■ **EXERCISE BRIEF**:
Your answer should consist of the lines in the following data that contain "base".

■ **RECORDS SUPPLIED**:
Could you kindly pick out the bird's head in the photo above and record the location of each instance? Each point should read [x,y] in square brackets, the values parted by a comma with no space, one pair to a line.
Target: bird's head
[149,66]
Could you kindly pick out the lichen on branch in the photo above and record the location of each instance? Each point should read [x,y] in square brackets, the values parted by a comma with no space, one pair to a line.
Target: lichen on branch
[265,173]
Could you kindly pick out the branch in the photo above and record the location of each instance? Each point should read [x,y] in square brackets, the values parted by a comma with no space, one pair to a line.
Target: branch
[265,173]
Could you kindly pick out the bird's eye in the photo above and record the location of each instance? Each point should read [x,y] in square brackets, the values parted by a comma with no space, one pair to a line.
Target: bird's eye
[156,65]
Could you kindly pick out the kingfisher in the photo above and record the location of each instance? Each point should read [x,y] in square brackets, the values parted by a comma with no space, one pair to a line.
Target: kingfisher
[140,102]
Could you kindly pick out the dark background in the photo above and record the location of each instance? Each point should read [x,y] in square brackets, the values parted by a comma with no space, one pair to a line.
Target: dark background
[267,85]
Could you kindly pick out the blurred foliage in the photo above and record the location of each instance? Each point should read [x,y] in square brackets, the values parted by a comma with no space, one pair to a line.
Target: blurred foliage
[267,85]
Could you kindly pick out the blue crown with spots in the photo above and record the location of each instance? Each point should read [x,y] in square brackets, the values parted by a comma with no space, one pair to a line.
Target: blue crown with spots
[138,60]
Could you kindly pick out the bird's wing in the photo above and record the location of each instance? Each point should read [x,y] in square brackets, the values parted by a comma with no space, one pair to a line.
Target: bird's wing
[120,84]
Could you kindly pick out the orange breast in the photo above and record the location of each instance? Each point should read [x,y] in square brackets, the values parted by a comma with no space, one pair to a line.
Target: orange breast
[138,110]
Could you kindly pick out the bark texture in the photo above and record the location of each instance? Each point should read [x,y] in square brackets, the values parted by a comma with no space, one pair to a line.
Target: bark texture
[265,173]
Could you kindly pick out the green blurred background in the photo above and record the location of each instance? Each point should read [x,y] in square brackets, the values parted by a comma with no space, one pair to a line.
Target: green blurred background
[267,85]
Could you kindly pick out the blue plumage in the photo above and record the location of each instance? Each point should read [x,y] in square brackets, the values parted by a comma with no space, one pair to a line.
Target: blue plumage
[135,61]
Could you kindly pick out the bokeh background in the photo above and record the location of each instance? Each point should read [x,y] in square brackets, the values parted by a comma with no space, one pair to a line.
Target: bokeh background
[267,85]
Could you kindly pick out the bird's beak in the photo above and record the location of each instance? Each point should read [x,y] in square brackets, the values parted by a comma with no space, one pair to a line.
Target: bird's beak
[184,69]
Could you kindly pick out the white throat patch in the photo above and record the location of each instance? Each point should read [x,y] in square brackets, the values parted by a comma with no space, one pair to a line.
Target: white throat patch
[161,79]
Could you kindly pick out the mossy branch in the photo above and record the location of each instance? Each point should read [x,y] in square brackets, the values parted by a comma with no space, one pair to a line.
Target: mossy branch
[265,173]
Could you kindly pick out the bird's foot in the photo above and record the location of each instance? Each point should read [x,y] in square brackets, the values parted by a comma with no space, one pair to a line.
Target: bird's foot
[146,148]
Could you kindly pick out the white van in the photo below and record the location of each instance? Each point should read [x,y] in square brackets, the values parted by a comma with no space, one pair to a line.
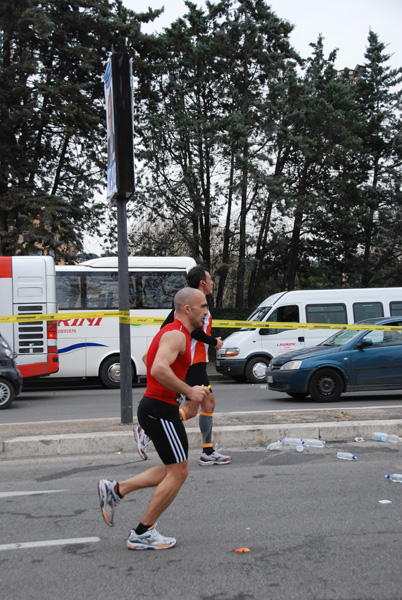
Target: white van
[246,353]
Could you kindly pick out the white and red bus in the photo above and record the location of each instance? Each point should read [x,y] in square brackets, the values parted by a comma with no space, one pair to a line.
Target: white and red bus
[89,346]
[28,286]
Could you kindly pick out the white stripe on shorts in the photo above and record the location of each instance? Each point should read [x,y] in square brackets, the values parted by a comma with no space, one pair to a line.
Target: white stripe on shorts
[174,441]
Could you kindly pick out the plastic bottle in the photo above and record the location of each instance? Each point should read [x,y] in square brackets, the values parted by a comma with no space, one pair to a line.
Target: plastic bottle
[291,441]
[396,477]
[386,437]
[275,445]
[346,455]
[313,443]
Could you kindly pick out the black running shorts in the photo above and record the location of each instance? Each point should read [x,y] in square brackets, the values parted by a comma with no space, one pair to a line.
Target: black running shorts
[197,374]
[161,422]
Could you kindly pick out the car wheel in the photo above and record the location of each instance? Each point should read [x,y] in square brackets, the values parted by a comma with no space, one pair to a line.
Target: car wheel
[109,372]
[298,395]
[326,385]
[256,369]
[7,393]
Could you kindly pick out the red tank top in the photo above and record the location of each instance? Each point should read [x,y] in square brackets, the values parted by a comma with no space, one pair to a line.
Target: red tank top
[179,367]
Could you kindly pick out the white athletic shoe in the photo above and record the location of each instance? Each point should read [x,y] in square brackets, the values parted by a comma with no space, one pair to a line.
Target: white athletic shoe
[142,441]
[150,540]
[108,499]
[214,459]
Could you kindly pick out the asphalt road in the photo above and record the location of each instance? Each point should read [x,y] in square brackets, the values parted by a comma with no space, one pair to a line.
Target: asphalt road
[313,523]
[51,401]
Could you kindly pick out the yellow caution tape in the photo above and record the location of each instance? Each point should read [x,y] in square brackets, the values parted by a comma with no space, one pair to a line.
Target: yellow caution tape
[125,318]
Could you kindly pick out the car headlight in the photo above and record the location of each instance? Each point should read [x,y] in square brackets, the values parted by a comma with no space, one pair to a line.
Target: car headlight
[292,365]
[231,351]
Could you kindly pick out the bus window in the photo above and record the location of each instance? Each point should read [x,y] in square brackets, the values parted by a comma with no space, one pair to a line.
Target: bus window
[395,309]
[155,290]
[283,314]
[102,291]
[367,310]
[326,313]
[68,290]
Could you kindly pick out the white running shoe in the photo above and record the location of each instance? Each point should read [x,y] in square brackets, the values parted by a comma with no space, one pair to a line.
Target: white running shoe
[108,499]
[214,459]
[142,441]
[150,540]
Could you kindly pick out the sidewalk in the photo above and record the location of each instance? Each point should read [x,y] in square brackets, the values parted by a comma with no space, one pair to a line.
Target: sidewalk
[231,430]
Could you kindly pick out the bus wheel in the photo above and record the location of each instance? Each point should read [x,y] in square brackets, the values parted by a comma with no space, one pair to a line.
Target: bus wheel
[7,393]
[256,369]
[109,372]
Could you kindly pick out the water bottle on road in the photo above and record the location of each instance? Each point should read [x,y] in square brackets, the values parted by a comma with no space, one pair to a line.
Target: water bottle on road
[396,477]
[291,441]
[386,437]
[313,443]
[346,456]
[275,445]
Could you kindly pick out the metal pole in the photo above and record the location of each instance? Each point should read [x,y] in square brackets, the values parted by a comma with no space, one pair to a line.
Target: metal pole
[126,401]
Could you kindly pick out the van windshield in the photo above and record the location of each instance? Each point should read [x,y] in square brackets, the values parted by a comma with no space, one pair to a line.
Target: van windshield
[258,315]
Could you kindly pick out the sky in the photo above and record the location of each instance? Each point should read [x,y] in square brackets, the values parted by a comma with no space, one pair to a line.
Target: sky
[345,24]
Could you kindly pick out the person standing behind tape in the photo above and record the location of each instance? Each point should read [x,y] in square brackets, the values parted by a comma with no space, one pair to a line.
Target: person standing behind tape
[197,278]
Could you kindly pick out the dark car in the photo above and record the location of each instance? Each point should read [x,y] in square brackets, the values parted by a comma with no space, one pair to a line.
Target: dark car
[348,361]
[10,377]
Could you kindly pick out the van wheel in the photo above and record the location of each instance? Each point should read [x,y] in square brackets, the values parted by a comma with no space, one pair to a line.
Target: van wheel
[7,393]
[256,369]
[109,372]
[297,395]
[326,385]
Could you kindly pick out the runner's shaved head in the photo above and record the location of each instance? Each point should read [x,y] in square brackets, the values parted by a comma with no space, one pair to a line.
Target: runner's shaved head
[186,296]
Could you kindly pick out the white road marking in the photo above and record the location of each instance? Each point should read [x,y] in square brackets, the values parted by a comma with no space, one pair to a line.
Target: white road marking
[13,494]
[47,543]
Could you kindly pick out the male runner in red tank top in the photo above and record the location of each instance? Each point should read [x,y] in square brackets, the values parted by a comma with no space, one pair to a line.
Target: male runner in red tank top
[169,357]
[198,278]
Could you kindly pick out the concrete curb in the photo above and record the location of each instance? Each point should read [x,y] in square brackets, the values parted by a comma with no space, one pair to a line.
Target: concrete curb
[229,436]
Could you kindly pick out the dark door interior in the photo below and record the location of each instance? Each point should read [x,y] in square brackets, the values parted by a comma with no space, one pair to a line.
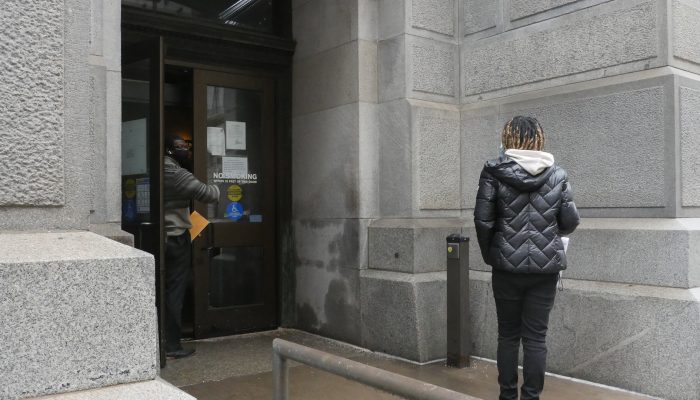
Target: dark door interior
[142,153]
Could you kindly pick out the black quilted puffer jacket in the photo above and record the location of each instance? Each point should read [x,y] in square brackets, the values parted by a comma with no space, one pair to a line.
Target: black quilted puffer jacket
[519,217]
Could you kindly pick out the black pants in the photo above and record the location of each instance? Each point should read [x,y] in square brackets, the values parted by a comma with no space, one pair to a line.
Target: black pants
[523,303]
[178,258]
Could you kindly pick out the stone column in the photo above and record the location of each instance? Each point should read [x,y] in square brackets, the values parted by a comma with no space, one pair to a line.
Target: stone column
[334,156]
[78,309]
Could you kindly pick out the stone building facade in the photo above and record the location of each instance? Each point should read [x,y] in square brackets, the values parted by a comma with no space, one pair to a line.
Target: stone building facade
[396,104]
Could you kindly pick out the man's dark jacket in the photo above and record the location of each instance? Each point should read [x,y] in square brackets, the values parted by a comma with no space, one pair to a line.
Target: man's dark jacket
[519,217]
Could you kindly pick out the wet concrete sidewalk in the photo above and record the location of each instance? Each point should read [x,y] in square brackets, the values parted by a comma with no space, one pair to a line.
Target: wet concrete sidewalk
[239,368]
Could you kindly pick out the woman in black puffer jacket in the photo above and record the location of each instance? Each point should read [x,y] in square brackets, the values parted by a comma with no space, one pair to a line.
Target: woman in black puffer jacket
[523,207]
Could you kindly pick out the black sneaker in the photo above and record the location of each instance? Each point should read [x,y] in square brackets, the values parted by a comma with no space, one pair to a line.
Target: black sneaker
[181,353]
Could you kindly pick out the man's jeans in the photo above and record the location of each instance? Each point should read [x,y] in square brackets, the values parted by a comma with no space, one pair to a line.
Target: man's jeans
[178,255]
[523,303]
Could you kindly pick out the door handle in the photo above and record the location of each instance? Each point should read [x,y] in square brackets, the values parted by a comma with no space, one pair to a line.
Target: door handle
[211,251]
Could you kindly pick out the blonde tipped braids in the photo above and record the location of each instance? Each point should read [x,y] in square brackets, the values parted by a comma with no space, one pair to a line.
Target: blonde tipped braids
[523,133]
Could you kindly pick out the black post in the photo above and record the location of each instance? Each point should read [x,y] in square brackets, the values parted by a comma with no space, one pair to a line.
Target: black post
[458,333]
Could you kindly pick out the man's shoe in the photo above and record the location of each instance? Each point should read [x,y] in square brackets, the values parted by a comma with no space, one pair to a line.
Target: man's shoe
[181,353]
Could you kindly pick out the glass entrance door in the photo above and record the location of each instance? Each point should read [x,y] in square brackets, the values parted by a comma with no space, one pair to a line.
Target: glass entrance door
[235,274]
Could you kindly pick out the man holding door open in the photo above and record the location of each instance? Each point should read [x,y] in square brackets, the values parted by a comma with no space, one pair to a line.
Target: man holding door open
[180,188]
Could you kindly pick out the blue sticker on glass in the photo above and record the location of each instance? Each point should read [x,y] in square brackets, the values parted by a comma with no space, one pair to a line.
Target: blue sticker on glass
[129,209]
[234,211]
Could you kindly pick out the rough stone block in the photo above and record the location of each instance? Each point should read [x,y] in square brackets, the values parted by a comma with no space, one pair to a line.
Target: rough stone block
[410,245]
[392,18]
[404,314]
[326,80]
[686,18]
[369,160]
[331,243]
[418,68]
[479,15]
[648,251]
[78,312]
[434,15]
[368,70]
[325,163]
[320,25]
[152,390]
[114,232]
[392,68]
[524,8]
[690,145]
[32,103]
[328,301]
[395,164]
[601,37]
[640,338]
[438,133]
[588,131]
[367,20]
[433,69]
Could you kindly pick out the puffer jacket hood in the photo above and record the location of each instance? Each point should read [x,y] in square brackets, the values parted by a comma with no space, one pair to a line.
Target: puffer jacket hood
[520,217]
[513,174]
[533,161]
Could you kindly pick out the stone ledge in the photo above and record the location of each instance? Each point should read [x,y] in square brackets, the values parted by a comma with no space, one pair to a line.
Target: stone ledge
[78,313]
[157,389]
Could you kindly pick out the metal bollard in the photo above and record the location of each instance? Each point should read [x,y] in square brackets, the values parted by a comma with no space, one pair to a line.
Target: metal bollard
[458,331]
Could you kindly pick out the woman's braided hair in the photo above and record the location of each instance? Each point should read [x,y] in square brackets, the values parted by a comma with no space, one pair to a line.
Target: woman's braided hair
[523,133]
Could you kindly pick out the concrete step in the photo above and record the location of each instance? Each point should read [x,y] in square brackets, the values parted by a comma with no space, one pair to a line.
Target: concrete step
[78,313]
[239,367]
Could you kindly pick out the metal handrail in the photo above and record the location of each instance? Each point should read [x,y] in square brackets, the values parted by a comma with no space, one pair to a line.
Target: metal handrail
[390,382]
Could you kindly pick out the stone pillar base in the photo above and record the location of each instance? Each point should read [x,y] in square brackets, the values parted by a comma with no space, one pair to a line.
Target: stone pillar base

■ **FINISHED TASK**:
Could you kindly pick out the stone pillar base in the photo above and record the location of each instance? Each point should read [x,y] in square brackets, the values parted by a comma with no space, one pair to a line.
Target: stone pillar base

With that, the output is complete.